*WORK ORDER:*
Below are lines of data; restate word for word those running from the line containing "like x=520 y=646." to the line containing "like x=1029 y=433.", inclusive, and no others.

(Image point grounding data)

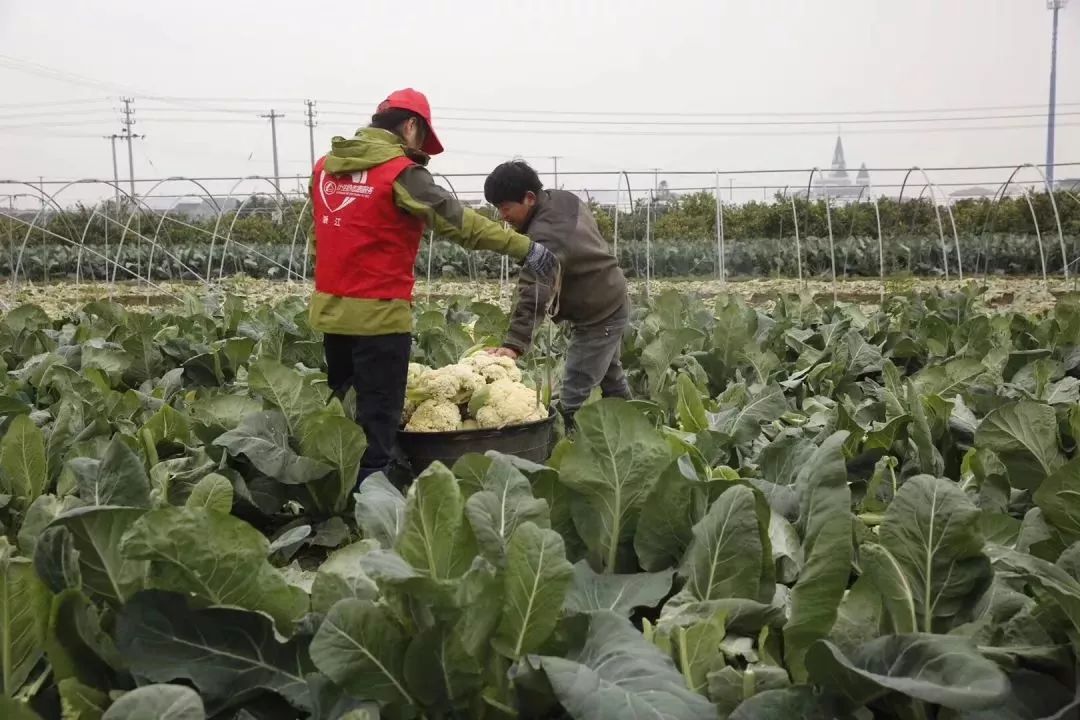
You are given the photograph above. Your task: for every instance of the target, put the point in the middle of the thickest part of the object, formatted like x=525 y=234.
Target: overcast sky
x=493 y=69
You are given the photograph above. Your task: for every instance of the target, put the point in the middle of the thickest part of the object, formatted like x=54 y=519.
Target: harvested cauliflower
x=505 y=403
x=434 y=416
x=493 y=367
x=416 y=370
x=453 y=382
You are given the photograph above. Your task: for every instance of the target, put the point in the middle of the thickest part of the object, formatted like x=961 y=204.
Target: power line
x=728 y=123
x=672 y=113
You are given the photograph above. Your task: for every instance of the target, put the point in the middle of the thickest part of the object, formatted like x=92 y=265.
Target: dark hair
x=510 y=181
x=394 y=118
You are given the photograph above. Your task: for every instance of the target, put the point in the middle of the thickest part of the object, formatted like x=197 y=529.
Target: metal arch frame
x=630 y=197
x=292 y=247
x=228 y=238
x=100 y=255
x=220 y=216
x=937 y=215
x=721 y=267
x=157 y=233
x=12 y=235
x=798 y=245
x=126 y=227
x=828 y=222
x=232 y=225
x=1053 y=204
x=133 y=214
x=1038 y=235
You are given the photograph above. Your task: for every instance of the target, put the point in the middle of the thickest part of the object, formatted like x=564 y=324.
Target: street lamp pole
x=1055 y=7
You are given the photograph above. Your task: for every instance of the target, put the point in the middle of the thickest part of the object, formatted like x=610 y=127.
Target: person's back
x=590 y=291
x=592 y=285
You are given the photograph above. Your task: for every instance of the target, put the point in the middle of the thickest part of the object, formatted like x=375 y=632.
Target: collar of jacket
x=542 y=198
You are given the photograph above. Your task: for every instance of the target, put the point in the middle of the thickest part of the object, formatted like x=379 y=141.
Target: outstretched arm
x=417 y=193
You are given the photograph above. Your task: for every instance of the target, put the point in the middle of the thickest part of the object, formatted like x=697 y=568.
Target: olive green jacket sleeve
x=417 y=193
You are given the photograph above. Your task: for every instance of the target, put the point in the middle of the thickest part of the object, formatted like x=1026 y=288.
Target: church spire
x=839 y=164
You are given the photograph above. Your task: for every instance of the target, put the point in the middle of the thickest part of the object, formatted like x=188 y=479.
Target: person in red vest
x=372 y=200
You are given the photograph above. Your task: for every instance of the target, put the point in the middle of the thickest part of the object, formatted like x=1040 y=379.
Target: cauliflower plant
x=451 y=382
x=416 y=370
x=491 y=367
x=505 y=403
x=434 y=416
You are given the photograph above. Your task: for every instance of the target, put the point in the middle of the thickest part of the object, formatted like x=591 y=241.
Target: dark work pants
x=377 y=367
x=594 y=358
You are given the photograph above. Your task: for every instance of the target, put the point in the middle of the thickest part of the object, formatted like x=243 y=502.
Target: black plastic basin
x=531 y=442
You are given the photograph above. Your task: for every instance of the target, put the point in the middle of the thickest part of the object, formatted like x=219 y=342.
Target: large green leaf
x=380 y=511
x=119 y=478
x=97 y=530
x=162 y=702
x=744 y=421
x=286 y=390
x=537 y=578
x=24 y=613
x=885 y=573
x=503 y=503
x=825 y=525
x=617 y=675
x=262 y=437
x=934 y=668
x=726 y=556
x=658 y=355
x=440 y=673
x=1058 y=497
x=81 y=702
x=1025 y=436
x=229 y=655
x=341 y=576
x=665 y=527
x=339 y=443
x=620 y=594
x=798 y=703
x=169 y=425
x=436 y=538
x=213 y=492
x=932 y=531
x=613 y=463
x=24 y=467
x=1049 y=578
x=213 y=556
x=362 y=648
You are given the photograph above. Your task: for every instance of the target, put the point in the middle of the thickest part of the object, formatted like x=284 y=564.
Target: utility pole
x=273 y=138
x=127 y=135
x=116 y=172
x=1055 y=7
x=555 y=159
x=311 y=128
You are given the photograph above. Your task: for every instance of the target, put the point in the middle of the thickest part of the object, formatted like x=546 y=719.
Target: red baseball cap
x=415 y=100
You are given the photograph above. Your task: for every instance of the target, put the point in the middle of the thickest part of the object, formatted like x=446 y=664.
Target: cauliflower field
x=811 y=510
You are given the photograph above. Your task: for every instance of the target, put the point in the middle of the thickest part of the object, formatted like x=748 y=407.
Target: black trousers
x=377 y=367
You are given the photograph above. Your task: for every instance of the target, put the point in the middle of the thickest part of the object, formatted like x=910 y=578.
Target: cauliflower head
x=455 y=383
x=491 y=367
x=505 y=403
x=434 y=416
x=416 y=370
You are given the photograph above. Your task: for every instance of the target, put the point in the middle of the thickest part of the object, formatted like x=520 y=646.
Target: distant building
x=837 y=182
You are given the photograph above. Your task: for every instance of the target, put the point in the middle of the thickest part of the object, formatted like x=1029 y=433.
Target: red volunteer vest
x=365 y=245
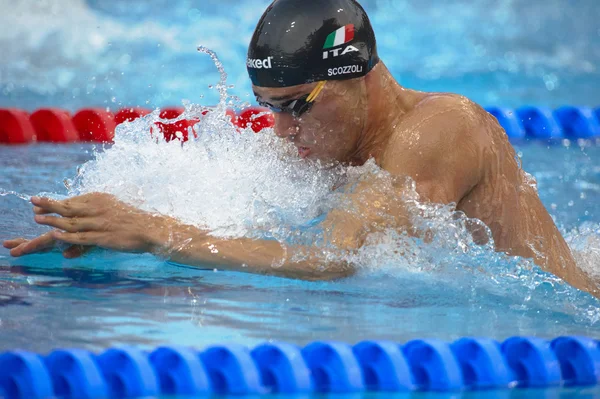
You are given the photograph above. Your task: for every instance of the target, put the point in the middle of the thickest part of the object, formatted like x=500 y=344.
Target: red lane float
x=250 y=118
x=177 y=129
x=130 y=114
x=54 y=125
x=15 y=127
x=95 y=125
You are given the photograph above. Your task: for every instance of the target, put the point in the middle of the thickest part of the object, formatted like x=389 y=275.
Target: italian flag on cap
x=340 y=36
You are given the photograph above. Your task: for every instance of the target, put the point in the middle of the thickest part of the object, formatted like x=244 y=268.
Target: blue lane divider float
x=543 y=123
x=468 y=364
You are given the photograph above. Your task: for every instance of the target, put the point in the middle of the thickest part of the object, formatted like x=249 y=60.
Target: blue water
x=112 y=53
x=141 y=52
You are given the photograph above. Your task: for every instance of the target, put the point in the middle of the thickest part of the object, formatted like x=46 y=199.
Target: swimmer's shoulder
x=441 y=119
x=441 y=137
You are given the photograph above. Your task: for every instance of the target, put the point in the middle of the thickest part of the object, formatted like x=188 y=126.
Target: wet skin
x=453 y=149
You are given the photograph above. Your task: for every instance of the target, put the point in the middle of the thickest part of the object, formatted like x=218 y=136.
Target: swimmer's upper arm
x=441 y=142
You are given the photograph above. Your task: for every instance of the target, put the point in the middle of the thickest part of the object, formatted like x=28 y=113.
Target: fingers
x=15 y=242
x=70 y=207
x=69 y=224
x=75 y=251
x=80 y=238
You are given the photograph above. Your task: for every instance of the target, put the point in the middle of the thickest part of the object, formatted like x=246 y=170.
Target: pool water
x=103 y=53
x=106 y=298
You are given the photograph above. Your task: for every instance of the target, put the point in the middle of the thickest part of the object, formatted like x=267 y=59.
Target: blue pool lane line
x=335 y=367
x=542 y=123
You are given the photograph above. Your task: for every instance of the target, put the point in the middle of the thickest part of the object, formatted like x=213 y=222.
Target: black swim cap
x=304 y=41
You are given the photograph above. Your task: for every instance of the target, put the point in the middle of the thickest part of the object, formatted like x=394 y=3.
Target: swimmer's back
x=447 y=138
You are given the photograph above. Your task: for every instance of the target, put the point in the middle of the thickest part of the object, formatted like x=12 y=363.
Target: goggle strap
x=313 y=94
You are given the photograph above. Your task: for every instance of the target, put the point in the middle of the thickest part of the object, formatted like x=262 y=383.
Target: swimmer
x=314 y=63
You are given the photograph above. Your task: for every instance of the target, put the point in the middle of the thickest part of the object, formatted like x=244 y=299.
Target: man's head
x=307 y=61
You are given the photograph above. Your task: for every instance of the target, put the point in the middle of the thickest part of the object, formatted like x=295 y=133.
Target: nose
x=285 y=125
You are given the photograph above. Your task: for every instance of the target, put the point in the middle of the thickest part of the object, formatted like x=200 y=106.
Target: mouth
x=303 y=152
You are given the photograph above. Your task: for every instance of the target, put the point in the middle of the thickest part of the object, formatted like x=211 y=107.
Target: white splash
x=235 y=183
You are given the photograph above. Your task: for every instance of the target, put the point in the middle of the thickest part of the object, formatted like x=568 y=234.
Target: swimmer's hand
x=44 y=243
x=89 y=220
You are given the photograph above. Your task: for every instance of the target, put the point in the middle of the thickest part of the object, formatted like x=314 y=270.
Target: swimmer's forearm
x=191 y=246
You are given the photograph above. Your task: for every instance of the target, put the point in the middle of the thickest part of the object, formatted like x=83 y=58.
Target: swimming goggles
x=298 y=106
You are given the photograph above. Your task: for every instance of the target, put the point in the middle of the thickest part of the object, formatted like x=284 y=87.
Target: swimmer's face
x=330 y=130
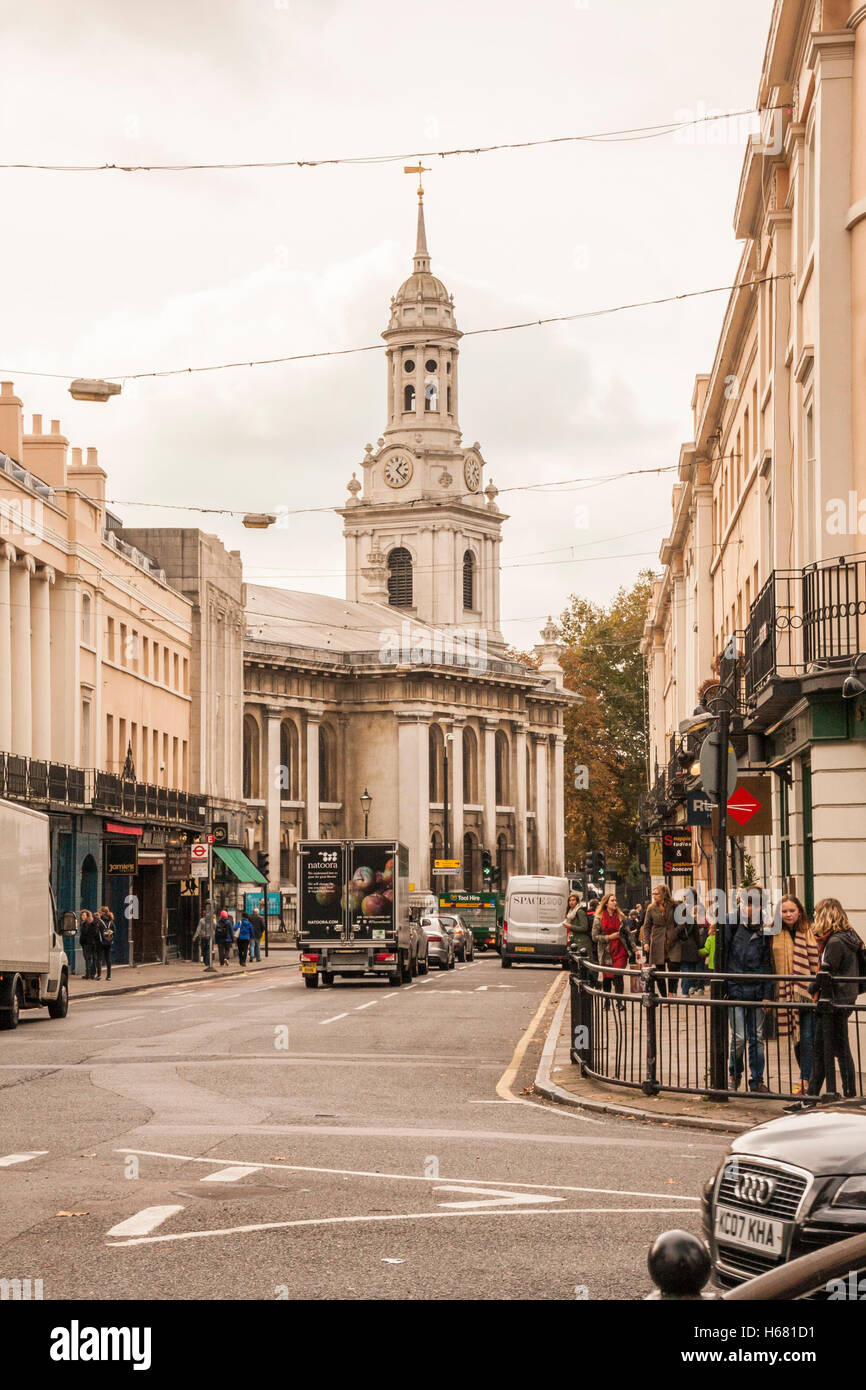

*TASK RESULT:*
You are given the photograph above. Your task: for every instance of the target, put the point in the middle of the thickest part of the object, formatted like x=520 y=646.
Target: distant building
x=837 y=182
You are given the photograph above. Your task: for every instance of the target, put the point in the middle of the thickest part of the object, formatted like x=1029 y=433.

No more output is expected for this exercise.